- PROBLEMS TO WORK ON
1. According to the switch description, why is the electric switch described by describing only the switching mechanism? Answer in one to three sentences.
2. Retype the switch description from "[0064] As seen" to "a casing 69.".
3. In the switch description, which side of the electric switch does the left side of a drawing correspond to?

- EXCERPTED TEXT
---------------

DETAILED DESCRIPTION OF PREFERRED EMBODIMENT
[0063] A switching mechanism and an electric switch using the same
according to one embodiment of the present invention are described
below. In drawings the left side of the drawing corresponds to the
front side of the electric switch and the right side of the drawing
corresponds to the rear side of the electric switch. The electric
switch is equipped with the switching mechanism, and therefore, the
electric switch is described by describing the switching mechanism
only.
[0064] As seen from FIG. 1, a spring-reversal type of electric
switch 50 equipped with a switching mechanism according to the
present invention comprises an operating lever 51, two return
springs 52, a cover 53, a plunger 54, a guide plate 55, upper and
lower disks 56a and 56b, a reversal spring 57, a reversal member
58, an L-shaped stopper 59, a stopper spring 60, an actuator 61,
two terminals 62, two stationary contacts 63, four movable contacts
64a, 64b, two movable pieces 65, two compression springs 66, two
stationary contacts 67, two terminals 68 and a casing 69.
[0065] These parts are assembled as indicated by dot-and-dash lines
in FIG. 1 into a spring-reversal type of electric switch 50 as
shown in FIGS. 2 to 6. Referring to these drawings, it is described
how these parts are constructed and related operatively with each
other, and how these parts work in unison.

---------------

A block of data

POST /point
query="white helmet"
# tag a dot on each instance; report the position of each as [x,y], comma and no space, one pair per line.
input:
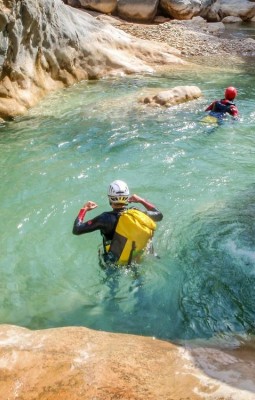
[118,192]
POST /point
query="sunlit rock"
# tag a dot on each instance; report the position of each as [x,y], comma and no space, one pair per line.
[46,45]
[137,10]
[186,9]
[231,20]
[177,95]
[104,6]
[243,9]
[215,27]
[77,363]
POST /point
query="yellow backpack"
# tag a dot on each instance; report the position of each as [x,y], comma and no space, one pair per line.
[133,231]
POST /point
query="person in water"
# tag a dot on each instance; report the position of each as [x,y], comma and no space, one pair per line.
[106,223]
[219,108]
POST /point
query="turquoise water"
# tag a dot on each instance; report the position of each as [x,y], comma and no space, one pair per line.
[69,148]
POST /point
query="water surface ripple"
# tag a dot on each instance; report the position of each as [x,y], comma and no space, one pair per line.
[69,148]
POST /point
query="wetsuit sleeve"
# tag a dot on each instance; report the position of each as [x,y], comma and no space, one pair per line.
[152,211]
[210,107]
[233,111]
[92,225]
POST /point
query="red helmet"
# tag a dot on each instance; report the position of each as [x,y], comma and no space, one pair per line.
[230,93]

---------------

- ANSWERS TO THE EXERCISES
1. The electric switch is equipped with the switching mechanism. Describing that mechanism therefore describes the switch as well.

2.
[0064] As seen from FIG. 1, a spring-reversal type of electric
switch 50 equipped with a switching mechanism according to the
present invention comprises an operating lever 51, two return
springs 52, a cover 53, a plunger 54, a guide plate 55, upper and
lower disks 56a and 56b, a reversal spring 57, a reversal member
58, an L-shaped stopper 59, a stopper spring 60, an actuator 61,
two terminals 62, two stationary contacts 63, four movable contacts
64a, 64b, two movable pieces 65, two compression springs 66, two
stationary contacts 67, two terminals 68 and a casing 69.

3. The front side.